Start of PAGE EXCERPT

China smog reaches 50 times WHO recommendations

A swathe of China was blanketed with acrid smog Monday after levels of dangerous particulates reached around 50 times World Health Organization maximums, in what environmental campaigners said were the highest figures ever recorded in the country.

Pictures showed smog so thick that buildings in Changchun, the capital of Jilin province in the northeast, were rendered invisible.

One image showed a restaurant's neon sign seemingly floating in mid-air above traffic, proclaiming in yellow: “Eastern Dumpling King”.

Levels of PM2.5, the tiny airborne particles considered most harmful to health, reached 860 micrograms per cubic metre in the city of around eight million.

The World Health Organization’s recommended maximum is a 24-hour average of 25 micrograms.

“Today’s haze is pretty severe and choking - when I walked out the door I thought someone’s house was on fire,” said one poster in Changchun on China's Twitter-like Sina Weibo.

China's chronic pollution is generally worse in winter, when power consumption -- much of it fuelled by coal -- rises along with demand for heating to combat the bitter cold.

The scourge has been linked to hundreds of thousands of premature deaths, and has become a major source of popular discontent with the government.

PM2.5 particulates can play a role in heart disease, stroke, and lung ailments such as emphysema and cancer.

Their overall levels reached 1,157 micrograms per cubic metre on Sunday in Shenyang, the capital of the neighbouring province of Liaoning, data from the city's own environmental protection bureau showed.

They peaked as high as 1,400 in parts of Shenyang according to state broadcaster CCTV, with visibility less than 100 metres.

"As far as we are aware from the data we have been observing over the past few years, this is the highest ever PM2.5 level recording" in the country, Greenpeace campaigner Dong Liansai told AFP.

An image circulating online showed a man biking through snow in Shenyang wearing a vintage-looking gas mask, and the official news agency Xinhua quoted a hospital official in the city saying that his respiratory ward had been overwhelmed, with all its beds full.

Online commentators were furious.

"If heating companies dare to buy cheap, low-quality coal and pollute the environment, they should be discovered and immediately shot," said one poster.

- 'Central heating' -

Shenyang's apocalyptic smog was caused by coal use from its public heating system and by heavy pollution blown in from other provinces, city environmental authorities said on a verified social media account.

The explanation provoked derision online.

"Sweden also has central heating – why don't they have haze?" asked one poster.

Xinhua blasted the city's emergency response as “useless” in the face of "such severe haze and pollution", which it said was the heaviest of the year.

End of PAGE EXCERPT

-- INSTRUCTIONS --
A - From the article on China's smog, list every health condition that PM2.5 particulates are said to play a role in.
B - Copy the passage of the smog article from "The scourge has" up to and including "protection bureau showed.", word for word.
Rely only on the article about China's smog to complete what comes next.

Start of DATASET SECTION

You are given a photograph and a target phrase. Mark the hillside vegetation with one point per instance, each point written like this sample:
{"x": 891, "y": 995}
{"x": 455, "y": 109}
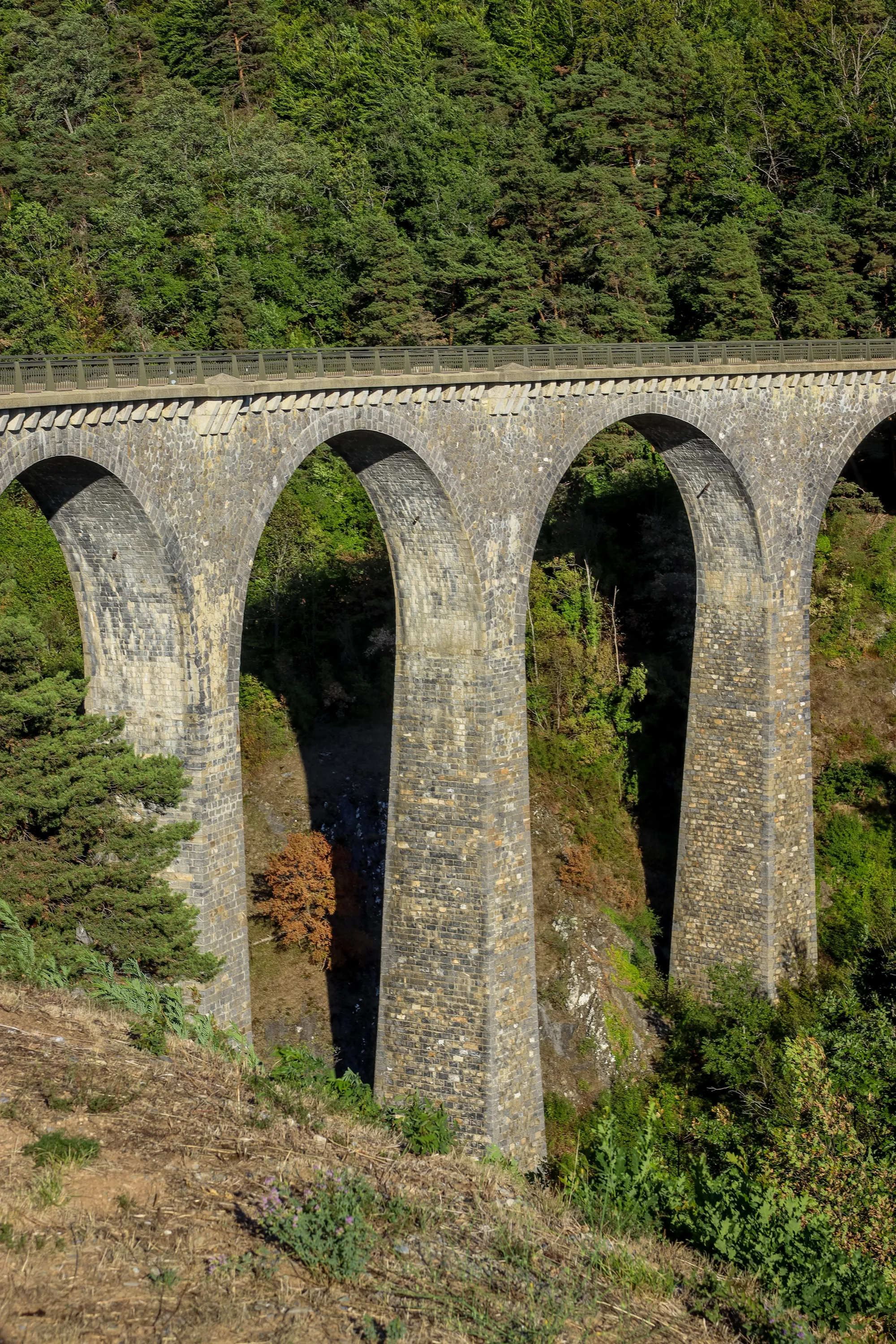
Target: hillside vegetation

End of DATASET SECTION

-- SOLUTIONS BY TASK --
A - heart disease, stroke, emphysema, cancer

B -
The scourge has been linked to hundreds of thousands of premature deaths, and has become a major source of popular discontent with the government.

PM2.5 particulates can play a role in heart disease, stroke, and lung ailments such as emphysema and cancer.

Their overall levels reached 1,157 micrograms per cubic metre on Sunday in Shenyang, the capital of the neighbouring province of Liaoning, data from the city's own environmental protection bureau showed.